• PAGE EXCERPT:
╭──
2021 was a clear demonstration of how the workforce and jobs of the future are moving toward a skills-based economy. An economy driven by the accelerated adoption of new technologies and interconnected digital business models, where the right skills are valued more greatly over academic qualifications alone.
The results of this transition are significant in many ways and presents an opportunity to improve social mobility and diversity, as well as address the asymmetry that exists between current education systems and the skills requirements of industry.
Most importantly, it offers employers an opportunity to reshape their workforce planning and hiring practices around this shifting paradigm. The pace at which organisations can pivot will undoubtedly help define their future performance, as well as potentially improve issues such as talent attraction and employee retention.
To put this issue into perspective, the World Economic Forum estimates that more than one billion jobs, almost one-third of all jobs worldwide, are likely to be transformed by technology in the next decade. This was evidenced in the annual reports of almost every FTSE 100 and Fortune 500 company in 2020, where digital transformation was highlighted as a key priority by boards, with the greatest risk consistently cited as access to skills.
The advancement of technology presents many great benefits to society, however, also brings into focus the relevance of the existing workforce. The need for mass upskilling has never been greater, as most organisations converge around similar technology strategies and digital business models.
Governments are keen to avoid undue pressure being placed on domestic healthcare and welfare systems, resulting from an accelerated departure of individuals from industry due to a lack of relevant skills and knowledge. The UK Government in particular, has established several initiatives to mitigate this including and overhaul of the apprenticeship scheme, launch of skills bootcamps and various reforms to the national curriculum.
However, despite this there remain over one million unfilled technology job vacancies in the UK and only 16% of graduates successfully secured jobs and entered the workforce at the completion of their studies in 2021. Whilst Covid undoubtedly had a bearing on this, the fact remains that our reliance on traditional education systems to produce the required skills for industry is simply not working.
As organisations assess the changing need, they will make hiring decisions based on the value of that person’s competencies, skills and relevance for the future of the company. This, in theory, should create greater opportunity for those who are unable, or choose not to, attend university – enabling them to acquire skills via alternative learning methods and allow them to enter the workforce at an earlier age.
For generations, we have spent the first third of our lives acquiring knowledge that has included in many cases attending university where the attainment of a degree has been seen as a symbol of achievement and status in society – a milestone confirming your readiness for the next stage of your journey in life.
╰──
• DATASET EXCERPTS:
╭──
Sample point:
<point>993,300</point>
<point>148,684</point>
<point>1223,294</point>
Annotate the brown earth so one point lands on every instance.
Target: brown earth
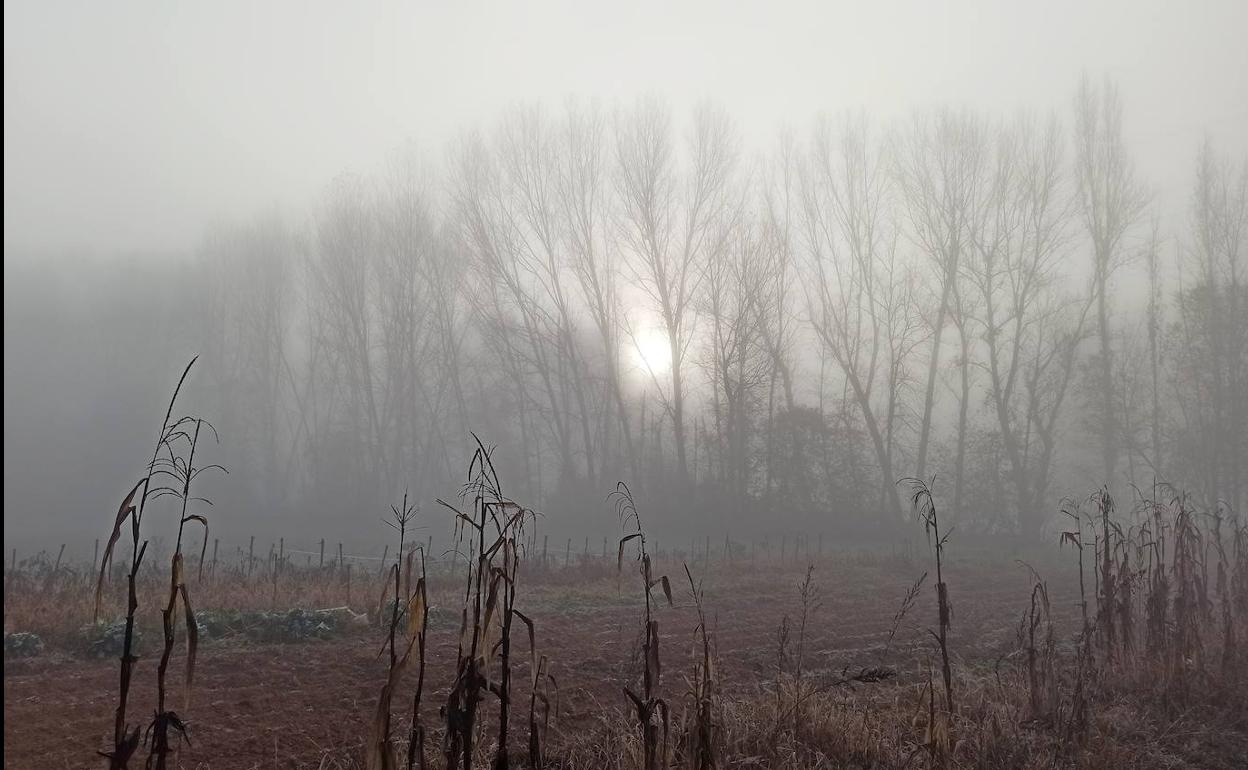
<point>308,705</point>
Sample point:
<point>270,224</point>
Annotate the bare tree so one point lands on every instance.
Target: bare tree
<point>1209,355</point>
<point>860,296</point>
<point>1111,202</point>
<point>1030,332</point>
<point>668,221</point>
<point>941,166</point>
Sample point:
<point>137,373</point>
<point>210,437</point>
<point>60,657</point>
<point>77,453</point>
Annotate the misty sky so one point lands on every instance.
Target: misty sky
<point>129,126</point>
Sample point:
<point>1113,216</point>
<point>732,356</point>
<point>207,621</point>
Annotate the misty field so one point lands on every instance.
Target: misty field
<point>773,654</point>
<point>648,386</point>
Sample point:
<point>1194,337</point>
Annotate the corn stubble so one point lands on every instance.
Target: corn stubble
<point>1160,632</point>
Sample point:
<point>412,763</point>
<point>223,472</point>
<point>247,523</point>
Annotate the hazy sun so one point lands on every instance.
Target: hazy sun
<point>652,352</point>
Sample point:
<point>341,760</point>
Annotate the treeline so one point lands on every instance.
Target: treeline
<point>608,295</point>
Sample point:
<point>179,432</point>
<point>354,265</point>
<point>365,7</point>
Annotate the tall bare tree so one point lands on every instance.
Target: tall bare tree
<point>668,219</point>
<point>1111,202</point>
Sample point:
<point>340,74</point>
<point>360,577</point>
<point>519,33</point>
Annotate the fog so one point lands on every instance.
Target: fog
<point>758,262</point>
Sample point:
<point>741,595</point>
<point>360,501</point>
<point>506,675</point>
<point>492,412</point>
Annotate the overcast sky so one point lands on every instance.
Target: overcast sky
<point>131,125</point>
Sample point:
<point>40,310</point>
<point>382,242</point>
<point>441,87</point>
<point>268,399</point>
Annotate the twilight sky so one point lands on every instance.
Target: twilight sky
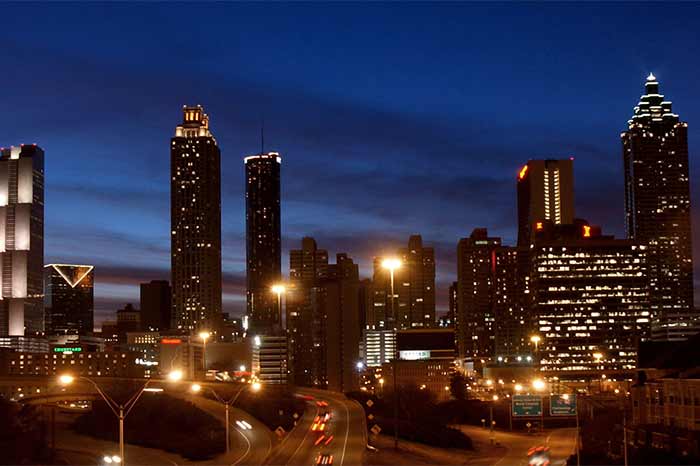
<point>391,119</point>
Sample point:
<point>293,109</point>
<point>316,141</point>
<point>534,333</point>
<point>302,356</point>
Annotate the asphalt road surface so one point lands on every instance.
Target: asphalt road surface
<point>345,429</point>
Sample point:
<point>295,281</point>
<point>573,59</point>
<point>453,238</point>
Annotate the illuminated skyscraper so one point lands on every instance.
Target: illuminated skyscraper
<point>69,299</point>
<point>22,240</point>
<point>474,323</point>
<point>414,288</point>
<point>657,203</point>
<point>306,267</point>
<point>195,219</point>
<point>545,192</point>
<point>263,241</point>
<point>590,300</point>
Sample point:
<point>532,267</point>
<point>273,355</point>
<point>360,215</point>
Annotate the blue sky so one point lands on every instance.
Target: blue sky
<point>392,119</point>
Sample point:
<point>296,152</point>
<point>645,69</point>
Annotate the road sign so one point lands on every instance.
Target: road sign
<point>562,405</point>
<point>527,405</point>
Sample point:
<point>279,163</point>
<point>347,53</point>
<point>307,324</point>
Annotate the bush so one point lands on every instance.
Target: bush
<point>161,422</point>
<point>22,434</point>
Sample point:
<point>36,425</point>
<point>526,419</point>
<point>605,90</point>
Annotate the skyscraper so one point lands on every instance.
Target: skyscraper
<point>474,326</point>
<point>22,240</point>
<point>545,192</point>
<point>263,241</point>
<point>69,299</point>
<point>156,305</point>
<point>195,219</point>
<point>307,266</point>
<point>513,322</point>
<point>336,309</point>
<point>590,300</point>
<point>414,288</point>
<point>657,202</point>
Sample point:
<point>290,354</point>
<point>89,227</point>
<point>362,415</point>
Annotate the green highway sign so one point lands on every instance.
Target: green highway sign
<point>562,405</point>
<point>527,405</point>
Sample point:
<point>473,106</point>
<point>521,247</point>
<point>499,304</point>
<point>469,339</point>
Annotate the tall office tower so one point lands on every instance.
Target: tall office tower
<point>195,223</point>
<point>336,308</point>
<point>156,305</point>
<point>475,292</point>
<point>513,322</point>
<point>263,241</point>
<point>22,240</point>
<point>69,299</point>
<point>590,299</point>
<point>545,192</point>
<point>306,267</point>
<point>414,287</point>
<point>657,203</point>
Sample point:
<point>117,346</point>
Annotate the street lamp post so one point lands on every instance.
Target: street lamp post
<point>119,410</point>
<point>391,265</point>
<point>204,336</point>
<point>196,388</point>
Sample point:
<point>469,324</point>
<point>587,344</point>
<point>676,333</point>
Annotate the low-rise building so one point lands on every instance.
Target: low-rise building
<point>77,363</point>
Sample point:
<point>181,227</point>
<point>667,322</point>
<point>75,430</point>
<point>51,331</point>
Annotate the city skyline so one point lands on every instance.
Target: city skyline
<point>325,159</point>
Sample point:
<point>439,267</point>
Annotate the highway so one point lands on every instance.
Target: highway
<point>345,429</point>
<point>561,443</point>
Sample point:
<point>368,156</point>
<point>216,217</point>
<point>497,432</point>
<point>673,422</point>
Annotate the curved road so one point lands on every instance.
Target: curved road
<point>346,426</point>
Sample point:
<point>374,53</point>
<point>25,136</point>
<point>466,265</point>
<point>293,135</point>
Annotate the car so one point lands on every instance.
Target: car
<point>538,456</point>
<point>324,459</point>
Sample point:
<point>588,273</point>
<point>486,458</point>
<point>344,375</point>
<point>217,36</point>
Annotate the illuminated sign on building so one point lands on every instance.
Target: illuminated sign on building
<point>67,350</point>
<point>171,341</point>
<point>414,355</point>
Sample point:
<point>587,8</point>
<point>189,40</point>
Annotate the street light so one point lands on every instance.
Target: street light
<point>255,387</point>
<point>392,264</point>
<point>119,410</point>
<point>204,336</point>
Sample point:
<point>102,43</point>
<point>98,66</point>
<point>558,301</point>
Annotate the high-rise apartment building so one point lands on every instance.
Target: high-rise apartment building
<point>195,220</point>
<point>156,305</point>
<point>336,311</point>
<point>69,299</point>
<point>414,288</point>
<point>590,300</point>
<point>263,241</point>
<point>307,266</point>
<point>545,192</point>
<point>513,322</point>
<point>474,326</point>
<point>22,240</point>
<point>657,202</point>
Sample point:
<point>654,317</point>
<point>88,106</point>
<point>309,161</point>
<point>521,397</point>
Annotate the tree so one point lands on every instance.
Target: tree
<point>458,386</point>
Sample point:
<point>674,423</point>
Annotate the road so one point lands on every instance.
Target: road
<point>561,443</point>
<point>346,429</point>
<point>248,446</point>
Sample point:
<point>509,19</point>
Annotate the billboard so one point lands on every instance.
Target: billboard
<point>562,405</point>
<point>527,405</point>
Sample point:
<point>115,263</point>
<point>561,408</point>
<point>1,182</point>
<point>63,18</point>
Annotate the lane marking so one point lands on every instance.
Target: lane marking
<point>246,452</point>
<point>347,431</point>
╰──
• WORK INSTRUCTIONS:
In the skills-economy article, what share of graduates secured jobs and entered the workforce at the completion of their studies in 2021? Rely on the skills-economy article alone, not the listing.

• ANSWER SPACE:
Only 16%.